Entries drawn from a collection
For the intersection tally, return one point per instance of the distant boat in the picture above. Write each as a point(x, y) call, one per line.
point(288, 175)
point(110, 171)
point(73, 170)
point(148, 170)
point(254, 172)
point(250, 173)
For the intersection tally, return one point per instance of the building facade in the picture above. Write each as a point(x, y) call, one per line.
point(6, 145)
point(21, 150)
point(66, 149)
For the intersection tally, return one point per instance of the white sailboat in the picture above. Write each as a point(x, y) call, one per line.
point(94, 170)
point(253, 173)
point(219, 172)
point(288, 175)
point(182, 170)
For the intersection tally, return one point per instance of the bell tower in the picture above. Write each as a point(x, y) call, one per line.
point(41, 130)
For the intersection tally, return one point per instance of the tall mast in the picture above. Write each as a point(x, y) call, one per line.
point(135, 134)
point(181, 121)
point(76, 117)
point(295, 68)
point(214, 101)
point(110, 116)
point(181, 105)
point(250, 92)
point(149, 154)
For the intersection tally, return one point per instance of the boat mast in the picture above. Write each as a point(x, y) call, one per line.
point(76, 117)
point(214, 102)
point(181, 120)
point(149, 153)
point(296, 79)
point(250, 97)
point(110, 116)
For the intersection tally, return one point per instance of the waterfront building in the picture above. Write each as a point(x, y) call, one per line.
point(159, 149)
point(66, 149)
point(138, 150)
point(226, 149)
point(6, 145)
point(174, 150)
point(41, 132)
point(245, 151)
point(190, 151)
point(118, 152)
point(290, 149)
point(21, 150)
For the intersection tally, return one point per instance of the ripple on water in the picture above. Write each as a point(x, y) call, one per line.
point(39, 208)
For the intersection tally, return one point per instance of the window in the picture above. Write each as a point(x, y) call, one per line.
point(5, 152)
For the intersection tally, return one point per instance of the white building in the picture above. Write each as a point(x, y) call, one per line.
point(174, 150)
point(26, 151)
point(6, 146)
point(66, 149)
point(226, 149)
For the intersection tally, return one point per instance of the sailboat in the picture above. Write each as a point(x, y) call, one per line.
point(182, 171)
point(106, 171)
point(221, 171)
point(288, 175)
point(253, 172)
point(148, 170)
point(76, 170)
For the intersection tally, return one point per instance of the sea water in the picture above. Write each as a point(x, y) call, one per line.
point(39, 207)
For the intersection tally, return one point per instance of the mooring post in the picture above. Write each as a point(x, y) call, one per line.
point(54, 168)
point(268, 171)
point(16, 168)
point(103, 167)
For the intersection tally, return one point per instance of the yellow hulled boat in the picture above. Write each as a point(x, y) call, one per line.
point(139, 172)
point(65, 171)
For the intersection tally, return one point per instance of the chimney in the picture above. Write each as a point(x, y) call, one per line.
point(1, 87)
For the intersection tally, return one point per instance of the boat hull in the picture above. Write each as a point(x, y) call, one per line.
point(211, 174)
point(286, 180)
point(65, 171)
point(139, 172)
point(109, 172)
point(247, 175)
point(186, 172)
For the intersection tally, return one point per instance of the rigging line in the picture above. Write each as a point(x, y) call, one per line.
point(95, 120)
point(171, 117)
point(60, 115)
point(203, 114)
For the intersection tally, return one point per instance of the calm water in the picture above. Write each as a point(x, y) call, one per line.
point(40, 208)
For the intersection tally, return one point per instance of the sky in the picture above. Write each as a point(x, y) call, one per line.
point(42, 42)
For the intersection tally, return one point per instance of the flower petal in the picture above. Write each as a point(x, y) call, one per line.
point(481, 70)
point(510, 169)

GOAL: Scale the point coordinates in the material, starting at the line that has "of the rigging" and stopping after the line that has "point(203, 114)". Write out those lines alone, the request included as it stands, with each coordinate in the answers multiplied by 1.3 and rounded to a whole number, halves rounding up.

ANSWER FOR THE TASK:
For the intersection tally, return one point per instance of the rigging line in the picture above. Write each as a point(x, y) call, one per line.
point(124, 156)
point(222, 152)
point(78, 150)
point(264, 148)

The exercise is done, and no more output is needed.